RECORDS START

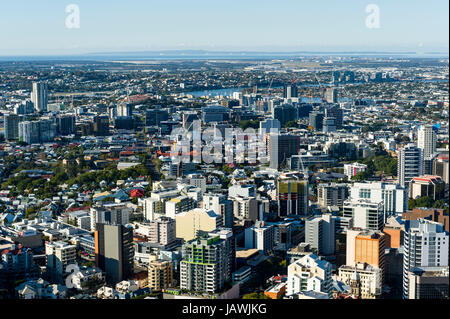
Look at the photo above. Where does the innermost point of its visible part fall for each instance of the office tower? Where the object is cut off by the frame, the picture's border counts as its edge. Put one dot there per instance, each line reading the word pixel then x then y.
pixel 320 234
pixel 329 124
pixel 220 205
pixel 162 231
pixel 124 110
pixel 331 95
pixel 267 125
pixel 393 196
pixel 428 283
pixel 29 132
pixel 215 113
pixel 316 120
pixel 66 125
pixel 425 245
pixel 427 185
pixel 335 112
pixel 292 194
pixel 26 107
pixel 440 167
pixel 179 204
pixel 285 113
pixel 365 214
pixel 245 208
pixel 426 140
pixel 332 194
pixel 189 224
pixel 364 280
pixel 226 234
pixel 204 265
pixel 39 96
pixel 101 125
pixel 59 255
pixel 304 110
pixel 244 190
pixel 410 164
pixel 197 180
pixel 370 249
pixel 434 214
pixel 11 123
pixel 114 251
pixel 188 119
pixel 281 147
pixel 152 208
pixel 47 130
pixel 160 274
pixel 109 214
pixel 352 169
pixel 155 116
pixel 309 273
pixel 290 91
pixel 336 77
pixel 260 236
pixel 112 112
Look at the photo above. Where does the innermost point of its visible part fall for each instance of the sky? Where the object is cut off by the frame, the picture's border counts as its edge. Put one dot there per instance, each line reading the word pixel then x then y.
pixel 38 27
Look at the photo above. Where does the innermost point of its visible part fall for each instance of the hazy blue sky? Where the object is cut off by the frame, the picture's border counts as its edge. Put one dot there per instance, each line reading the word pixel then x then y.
pixel 33 27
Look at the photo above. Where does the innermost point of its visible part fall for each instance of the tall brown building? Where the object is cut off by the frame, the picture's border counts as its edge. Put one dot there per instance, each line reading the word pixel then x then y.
pixel 369 248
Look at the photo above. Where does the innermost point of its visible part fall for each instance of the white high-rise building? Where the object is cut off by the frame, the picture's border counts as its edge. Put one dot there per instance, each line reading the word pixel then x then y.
pixel 309 273
pixel 39 96
pixel 426 140
pixel 410 164
pixel 365 213
pixel 425 245
pixel 393 196
pixel 261 237
pixel 320 234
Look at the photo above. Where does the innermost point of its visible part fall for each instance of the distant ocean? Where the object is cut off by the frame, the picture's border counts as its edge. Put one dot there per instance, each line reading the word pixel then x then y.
pixel 170 56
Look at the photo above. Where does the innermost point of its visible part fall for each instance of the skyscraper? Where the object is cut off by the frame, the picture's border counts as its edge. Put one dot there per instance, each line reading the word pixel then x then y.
pixel 292 194
pixel 281 147
pixel 426 140
pixel 39 96
pixel 204 265
pixel 410 164
pixel 425 245
pixel 11 126
pixel 114 251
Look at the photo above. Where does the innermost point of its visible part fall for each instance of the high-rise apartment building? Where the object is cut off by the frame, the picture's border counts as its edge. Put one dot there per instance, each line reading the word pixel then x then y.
pixel 114 251
pixel 281 147
pixel 425 245
pixel 426 140
pixel 160 274
pixel 59 255
pixel 332 194
pixel 293 195
pixel 189 224
pixel 320 234
pixel 162 231
pixel 11 124
pixel 365 213
pixel 39 96
pixel 260 236
pixel 309 273
pixel 393 196
pixel 221 205
pixel 204 265
pixel 410 164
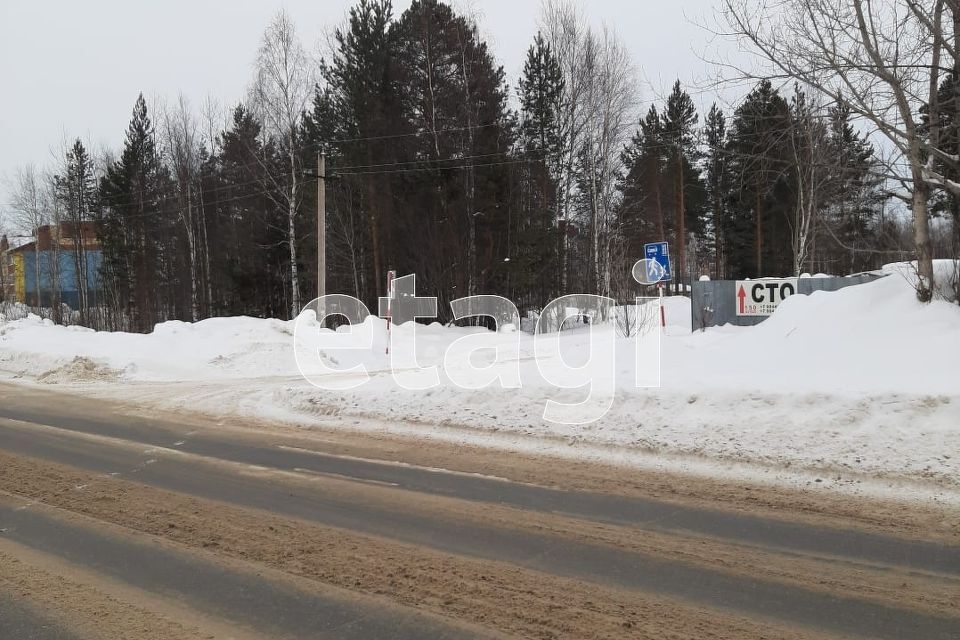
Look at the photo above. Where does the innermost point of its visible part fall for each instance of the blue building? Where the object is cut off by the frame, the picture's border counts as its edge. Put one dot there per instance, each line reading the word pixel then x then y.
pixel 57 263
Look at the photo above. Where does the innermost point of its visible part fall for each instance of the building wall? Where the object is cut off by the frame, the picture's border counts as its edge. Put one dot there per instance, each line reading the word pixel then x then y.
pixel 69 294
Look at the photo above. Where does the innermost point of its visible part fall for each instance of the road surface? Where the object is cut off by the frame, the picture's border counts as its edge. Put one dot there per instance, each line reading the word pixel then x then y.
pixel 116 524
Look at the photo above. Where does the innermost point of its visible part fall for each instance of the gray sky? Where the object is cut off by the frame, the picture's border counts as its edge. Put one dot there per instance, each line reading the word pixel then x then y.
pixel 74 69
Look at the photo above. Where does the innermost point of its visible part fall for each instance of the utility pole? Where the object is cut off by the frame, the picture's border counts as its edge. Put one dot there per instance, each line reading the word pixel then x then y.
pixel 321 224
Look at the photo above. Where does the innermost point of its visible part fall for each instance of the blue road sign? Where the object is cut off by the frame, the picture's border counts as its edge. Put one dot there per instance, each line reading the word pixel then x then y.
pixel 657 253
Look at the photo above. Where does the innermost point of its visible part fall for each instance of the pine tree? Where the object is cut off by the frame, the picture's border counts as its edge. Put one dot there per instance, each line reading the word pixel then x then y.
pixel 641 216
pixel 717 183
pixel 755 147
pixel 540 90
pixel 130 226
pixel 77 194
pixel 361 100
pixel 679 121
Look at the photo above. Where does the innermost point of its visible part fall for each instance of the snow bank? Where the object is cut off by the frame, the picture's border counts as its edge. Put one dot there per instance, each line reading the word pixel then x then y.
pixel 864 380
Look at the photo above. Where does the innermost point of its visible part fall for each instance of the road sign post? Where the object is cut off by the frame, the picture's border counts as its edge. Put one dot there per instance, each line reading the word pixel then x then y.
pixel 391 276
pixel 657 255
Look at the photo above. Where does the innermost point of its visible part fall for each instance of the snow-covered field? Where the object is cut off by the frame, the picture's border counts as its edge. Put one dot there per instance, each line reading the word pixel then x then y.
pixel 841 388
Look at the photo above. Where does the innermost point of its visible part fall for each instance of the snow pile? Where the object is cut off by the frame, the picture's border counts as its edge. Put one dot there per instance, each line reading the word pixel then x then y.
pixel 211 349
pixel 864 380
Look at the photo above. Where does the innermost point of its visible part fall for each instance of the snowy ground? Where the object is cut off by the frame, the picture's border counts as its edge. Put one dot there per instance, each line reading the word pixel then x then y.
pixel 843 388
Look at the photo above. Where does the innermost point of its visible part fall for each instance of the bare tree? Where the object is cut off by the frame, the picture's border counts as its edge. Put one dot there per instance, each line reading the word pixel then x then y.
pixel 182 148
pixel 27 200
pixel 597 114
pixel 814 169
pixel 280 92
pixel 885 58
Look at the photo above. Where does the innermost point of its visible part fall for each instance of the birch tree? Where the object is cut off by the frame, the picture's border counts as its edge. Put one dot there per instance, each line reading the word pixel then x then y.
pixel 886 59
pixel 181 139
pixel 281 88
pixel 29 213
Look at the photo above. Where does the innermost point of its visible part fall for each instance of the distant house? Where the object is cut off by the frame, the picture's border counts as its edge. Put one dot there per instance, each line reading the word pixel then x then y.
pixel 56 263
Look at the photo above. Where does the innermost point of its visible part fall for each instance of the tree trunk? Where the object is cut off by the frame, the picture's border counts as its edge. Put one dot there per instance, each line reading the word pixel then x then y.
pixel 292 235
pixel 758 213
pixel 921 228
pixel 681 226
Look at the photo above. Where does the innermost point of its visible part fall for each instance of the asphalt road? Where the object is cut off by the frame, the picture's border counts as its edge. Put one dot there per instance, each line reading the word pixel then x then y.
pixel 593 541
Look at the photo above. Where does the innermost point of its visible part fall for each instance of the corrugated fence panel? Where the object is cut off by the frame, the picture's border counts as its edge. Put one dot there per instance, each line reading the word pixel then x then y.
pixel 714 302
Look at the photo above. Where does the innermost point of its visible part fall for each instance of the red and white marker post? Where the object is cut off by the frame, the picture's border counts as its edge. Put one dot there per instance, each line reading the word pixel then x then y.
pixel 391 275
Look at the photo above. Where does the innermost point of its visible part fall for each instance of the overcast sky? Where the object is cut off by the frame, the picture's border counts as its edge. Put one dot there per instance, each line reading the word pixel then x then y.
pixel 74 69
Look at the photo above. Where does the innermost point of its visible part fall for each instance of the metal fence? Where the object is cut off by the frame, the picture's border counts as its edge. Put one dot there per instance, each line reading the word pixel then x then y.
pixel 714 302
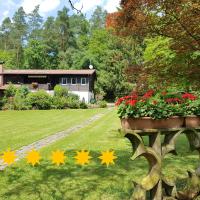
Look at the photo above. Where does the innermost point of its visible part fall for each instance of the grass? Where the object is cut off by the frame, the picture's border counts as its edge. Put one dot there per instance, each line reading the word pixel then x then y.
pixel 94 181
pixel 19 128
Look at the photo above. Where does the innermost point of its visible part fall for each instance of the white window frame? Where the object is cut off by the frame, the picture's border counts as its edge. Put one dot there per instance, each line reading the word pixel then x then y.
pixel 85 81
pixel 62 81
pixel 73 83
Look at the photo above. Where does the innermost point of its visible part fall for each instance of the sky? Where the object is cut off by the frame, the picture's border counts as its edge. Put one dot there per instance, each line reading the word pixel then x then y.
pixel 50 7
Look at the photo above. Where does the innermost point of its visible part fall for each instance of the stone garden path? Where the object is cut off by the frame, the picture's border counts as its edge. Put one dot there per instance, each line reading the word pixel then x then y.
pixel 21 153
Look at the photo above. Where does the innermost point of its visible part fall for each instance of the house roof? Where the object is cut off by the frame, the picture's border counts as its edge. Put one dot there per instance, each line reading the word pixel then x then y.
pixel 4 87
pixel 50 72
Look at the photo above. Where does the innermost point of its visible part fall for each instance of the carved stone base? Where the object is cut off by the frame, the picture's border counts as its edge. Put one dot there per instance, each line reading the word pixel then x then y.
pixel 155 183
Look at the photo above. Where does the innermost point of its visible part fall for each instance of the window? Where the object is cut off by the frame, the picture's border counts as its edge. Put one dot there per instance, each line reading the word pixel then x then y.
pixel 83 81
pixel 64 81
pixel 73 81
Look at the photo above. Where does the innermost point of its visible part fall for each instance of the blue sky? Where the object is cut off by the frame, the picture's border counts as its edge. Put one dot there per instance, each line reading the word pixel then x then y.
pixel 50 7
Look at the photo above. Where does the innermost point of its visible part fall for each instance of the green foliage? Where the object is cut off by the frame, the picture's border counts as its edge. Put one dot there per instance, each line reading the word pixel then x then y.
pixel 10 91
pixel 83 105
pixel 159 105
pixel 73 97
pixel 39 100
pixel 36 55
pixel 158 51
pixel 60 91
pixel 8 56
pixel 59 102
pixel 102 104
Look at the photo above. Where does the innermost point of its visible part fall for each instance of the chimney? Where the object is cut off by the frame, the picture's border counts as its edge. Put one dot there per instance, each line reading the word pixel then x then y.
pixel 1 73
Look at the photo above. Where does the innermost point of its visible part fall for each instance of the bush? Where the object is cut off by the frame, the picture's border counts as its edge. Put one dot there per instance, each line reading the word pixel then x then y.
pixel 74 97
pixel 23 91
pixel 39 100
pixel 83 105
pixel 102 104
pixel 20 102
pixel 10 91
pixel 60 91
pixel 93 101
pixel 72 103
pixel 59 102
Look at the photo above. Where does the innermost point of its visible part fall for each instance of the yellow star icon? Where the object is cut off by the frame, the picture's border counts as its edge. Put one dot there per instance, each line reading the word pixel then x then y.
pixel 9 157
pixel 82 157
pixel 107 157
pixel 33 157
pixel 58 157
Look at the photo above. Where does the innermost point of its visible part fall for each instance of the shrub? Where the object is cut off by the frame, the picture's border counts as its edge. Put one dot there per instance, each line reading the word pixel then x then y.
pixel 93 101
pixel 158 105
pixel 72 103
pixel 10 91
pixel 23 91
pixel 102 104
pixel 39 100
pixel 60 91
pixel 83 105
pixel 74 97
pixel 59 102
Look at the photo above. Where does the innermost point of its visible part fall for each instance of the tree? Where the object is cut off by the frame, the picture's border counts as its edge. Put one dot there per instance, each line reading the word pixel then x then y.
pixel 173 19
pixel 36 55
pixel 98 19
pixel 35 24
pixel 6 29
pixel 63 28
pixel 172 29
pixel 50 39
pixel 19 33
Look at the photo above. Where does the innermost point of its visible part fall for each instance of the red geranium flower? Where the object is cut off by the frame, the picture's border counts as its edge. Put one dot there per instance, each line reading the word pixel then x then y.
pixel 173 100
pixel 148 94
pixel 189 96
pixel 155 102
pixel 131 102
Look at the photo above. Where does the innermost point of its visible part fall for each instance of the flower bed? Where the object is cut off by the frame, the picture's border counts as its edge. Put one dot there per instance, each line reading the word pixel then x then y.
pixel 159 110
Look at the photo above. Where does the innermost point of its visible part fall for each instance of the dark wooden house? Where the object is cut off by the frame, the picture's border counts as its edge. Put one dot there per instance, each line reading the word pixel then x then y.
pixel 80 82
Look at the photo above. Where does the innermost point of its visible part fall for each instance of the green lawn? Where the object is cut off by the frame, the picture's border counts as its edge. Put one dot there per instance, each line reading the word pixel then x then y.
pixel 18 128
pixel 94 181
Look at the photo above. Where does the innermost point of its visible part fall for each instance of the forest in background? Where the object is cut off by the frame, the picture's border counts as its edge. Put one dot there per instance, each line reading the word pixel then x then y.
pixel 144 44
pixel 27 41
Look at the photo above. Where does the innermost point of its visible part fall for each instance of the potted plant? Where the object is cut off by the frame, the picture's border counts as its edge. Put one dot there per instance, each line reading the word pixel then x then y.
pixel 35 85
pixel 191 108
pixel 151 111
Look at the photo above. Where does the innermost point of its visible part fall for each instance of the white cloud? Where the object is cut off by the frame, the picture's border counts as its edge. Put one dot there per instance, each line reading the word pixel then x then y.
pixel 5 13
pixel 45 5
pixel 87 6
pixel 111 5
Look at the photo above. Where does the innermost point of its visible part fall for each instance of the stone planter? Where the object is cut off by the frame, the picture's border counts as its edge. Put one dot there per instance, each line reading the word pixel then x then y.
pixel 192 121
pixel 149 123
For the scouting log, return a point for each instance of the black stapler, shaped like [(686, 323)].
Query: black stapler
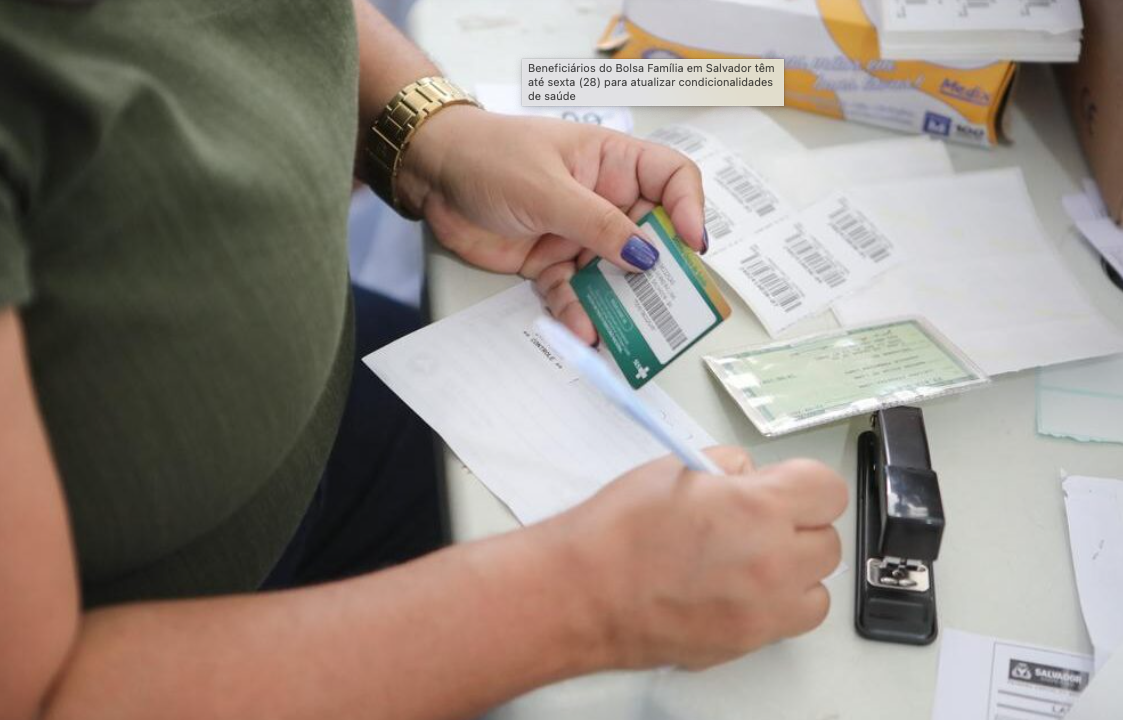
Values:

RECORDS END

### TASK DETAILS
Where a line of the data above includes the string "stapler", pull it out.

### RESPONSE AREA
For the scouting log, return a point for each instance of the black stapler, shaped like [(686, 323)].
Query: black stapler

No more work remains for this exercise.